YOUR GOAL: The lines needed are those below that contain the word "mirror"; copy each one.
(Beginning of RECORDS FOR THE TASK)
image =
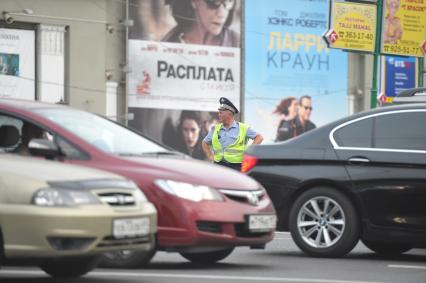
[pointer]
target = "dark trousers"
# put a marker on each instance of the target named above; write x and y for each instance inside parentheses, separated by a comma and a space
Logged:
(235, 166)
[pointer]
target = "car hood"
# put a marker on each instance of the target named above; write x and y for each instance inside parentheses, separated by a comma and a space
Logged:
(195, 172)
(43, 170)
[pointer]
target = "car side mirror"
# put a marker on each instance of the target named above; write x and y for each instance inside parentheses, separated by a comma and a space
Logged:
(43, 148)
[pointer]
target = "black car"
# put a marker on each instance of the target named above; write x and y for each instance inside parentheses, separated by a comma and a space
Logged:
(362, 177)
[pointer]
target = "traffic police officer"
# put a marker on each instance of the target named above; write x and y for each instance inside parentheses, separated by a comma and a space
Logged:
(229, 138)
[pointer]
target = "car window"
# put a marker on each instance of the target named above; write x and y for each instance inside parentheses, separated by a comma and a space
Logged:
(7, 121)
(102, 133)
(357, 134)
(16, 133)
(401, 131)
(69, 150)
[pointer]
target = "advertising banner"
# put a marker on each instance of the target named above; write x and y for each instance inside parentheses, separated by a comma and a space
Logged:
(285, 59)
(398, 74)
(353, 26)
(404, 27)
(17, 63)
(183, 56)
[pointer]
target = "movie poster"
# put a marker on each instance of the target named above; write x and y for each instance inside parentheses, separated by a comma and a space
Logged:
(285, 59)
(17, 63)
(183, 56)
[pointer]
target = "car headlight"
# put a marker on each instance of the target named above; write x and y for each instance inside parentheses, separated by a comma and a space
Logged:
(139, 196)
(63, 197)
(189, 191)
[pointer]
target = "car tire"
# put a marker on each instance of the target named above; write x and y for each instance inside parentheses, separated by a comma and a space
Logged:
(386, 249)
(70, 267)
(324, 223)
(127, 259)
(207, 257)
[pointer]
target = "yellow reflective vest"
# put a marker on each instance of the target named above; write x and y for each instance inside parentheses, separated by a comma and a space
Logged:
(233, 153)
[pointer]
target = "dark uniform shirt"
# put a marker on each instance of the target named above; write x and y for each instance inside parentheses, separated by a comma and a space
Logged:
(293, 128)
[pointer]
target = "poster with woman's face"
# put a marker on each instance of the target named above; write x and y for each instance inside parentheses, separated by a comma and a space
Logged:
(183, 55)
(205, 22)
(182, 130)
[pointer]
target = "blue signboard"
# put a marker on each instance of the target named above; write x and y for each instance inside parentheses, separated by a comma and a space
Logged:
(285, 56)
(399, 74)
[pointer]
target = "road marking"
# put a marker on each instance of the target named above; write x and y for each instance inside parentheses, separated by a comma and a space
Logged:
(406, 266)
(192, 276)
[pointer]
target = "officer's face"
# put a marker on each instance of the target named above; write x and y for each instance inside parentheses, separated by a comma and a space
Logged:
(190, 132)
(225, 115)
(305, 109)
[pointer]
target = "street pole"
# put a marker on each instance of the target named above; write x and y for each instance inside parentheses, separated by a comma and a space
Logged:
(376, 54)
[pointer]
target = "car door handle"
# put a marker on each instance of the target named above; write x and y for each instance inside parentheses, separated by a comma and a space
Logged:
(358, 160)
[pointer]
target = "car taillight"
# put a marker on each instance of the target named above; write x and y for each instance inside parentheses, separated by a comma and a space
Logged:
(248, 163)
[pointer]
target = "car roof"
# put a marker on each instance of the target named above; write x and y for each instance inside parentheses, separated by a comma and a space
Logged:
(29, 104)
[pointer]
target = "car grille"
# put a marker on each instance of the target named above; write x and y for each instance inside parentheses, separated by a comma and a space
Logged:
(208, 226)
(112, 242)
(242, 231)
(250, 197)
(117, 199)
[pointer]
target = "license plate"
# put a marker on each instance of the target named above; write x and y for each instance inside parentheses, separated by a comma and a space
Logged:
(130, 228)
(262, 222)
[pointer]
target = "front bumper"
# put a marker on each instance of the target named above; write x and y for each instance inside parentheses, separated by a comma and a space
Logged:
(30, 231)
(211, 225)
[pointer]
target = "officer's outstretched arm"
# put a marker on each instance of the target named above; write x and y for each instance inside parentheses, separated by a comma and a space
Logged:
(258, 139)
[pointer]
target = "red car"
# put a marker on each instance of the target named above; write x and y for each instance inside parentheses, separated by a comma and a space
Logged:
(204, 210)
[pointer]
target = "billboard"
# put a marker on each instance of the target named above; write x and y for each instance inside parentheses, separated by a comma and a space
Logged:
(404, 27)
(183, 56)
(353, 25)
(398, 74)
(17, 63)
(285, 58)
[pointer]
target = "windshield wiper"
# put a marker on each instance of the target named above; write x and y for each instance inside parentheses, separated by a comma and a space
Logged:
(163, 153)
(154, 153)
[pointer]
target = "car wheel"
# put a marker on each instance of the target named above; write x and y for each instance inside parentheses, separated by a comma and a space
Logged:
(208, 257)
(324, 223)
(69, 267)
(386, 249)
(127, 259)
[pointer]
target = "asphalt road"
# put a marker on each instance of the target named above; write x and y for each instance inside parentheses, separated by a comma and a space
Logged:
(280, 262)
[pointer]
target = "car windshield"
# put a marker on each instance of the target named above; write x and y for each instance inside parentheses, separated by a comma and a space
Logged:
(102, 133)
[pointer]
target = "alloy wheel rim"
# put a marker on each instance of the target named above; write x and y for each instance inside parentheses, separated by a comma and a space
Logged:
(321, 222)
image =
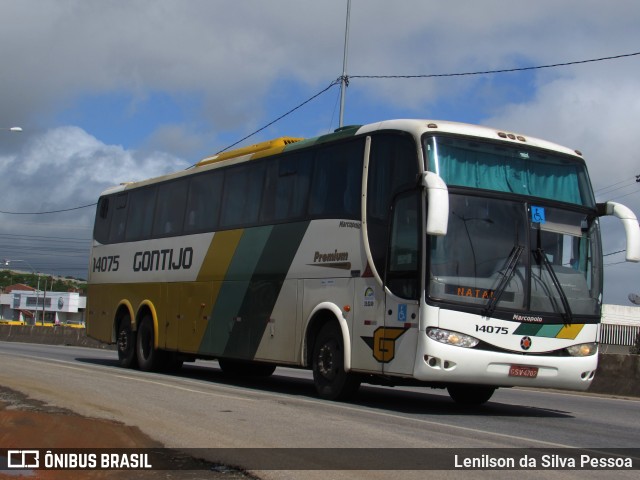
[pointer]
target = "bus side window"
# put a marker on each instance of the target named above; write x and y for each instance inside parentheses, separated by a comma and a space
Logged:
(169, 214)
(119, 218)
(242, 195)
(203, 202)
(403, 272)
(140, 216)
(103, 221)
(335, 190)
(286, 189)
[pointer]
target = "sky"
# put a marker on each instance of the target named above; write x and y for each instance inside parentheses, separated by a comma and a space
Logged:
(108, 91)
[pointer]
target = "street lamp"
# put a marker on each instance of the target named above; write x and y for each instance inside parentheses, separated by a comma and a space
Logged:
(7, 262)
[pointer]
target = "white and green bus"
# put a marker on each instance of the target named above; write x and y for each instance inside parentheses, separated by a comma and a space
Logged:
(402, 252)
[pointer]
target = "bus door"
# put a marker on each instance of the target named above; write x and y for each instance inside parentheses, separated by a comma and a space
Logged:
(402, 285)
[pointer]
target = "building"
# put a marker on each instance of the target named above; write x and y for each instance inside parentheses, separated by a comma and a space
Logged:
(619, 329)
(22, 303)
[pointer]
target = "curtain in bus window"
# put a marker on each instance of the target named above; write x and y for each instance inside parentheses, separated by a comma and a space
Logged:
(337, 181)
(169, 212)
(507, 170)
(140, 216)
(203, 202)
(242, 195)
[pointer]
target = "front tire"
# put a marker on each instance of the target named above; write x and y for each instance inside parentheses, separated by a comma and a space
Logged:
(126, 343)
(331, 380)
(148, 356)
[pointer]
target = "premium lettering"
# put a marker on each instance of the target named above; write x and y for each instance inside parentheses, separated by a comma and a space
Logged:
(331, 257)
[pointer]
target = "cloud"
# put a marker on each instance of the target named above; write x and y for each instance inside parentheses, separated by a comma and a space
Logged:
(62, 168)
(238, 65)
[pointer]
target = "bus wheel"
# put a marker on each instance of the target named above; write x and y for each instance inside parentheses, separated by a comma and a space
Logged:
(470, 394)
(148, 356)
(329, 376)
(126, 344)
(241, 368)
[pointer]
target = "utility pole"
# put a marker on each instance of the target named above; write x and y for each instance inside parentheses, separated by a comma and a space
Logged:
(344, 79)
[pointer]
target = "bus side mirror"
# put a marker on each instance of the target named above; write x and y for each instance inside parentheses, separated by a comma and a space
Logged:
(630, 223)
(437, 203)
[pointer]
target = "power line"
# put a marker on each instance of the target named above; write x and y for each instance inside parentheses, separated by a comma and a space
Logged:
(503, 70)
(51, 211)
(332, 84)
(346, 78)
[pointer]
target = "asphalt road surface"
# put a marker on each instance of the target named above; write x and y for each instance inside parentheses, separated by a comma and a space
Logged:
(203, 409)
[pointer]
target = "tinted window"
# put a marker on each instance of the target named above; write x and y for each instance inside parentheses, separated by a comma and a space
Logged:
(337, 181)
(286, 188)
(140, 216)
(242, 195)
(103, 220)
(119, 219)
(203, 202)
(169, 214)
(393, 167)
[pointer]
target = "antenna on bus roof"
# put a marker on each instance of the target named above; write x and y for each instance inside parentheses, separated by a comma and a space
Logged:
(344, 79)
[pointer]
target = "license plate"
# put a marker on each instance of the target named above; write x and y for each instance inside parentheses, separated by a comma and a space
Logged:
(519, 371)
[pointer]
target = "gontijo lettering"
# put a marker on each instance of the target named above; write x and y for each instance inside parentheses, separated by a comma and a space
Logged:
(End of RECORDS FOR THE TASK)
WRITTEN SOLUTION:
target = "car side mirror"
target = "bus side mirror"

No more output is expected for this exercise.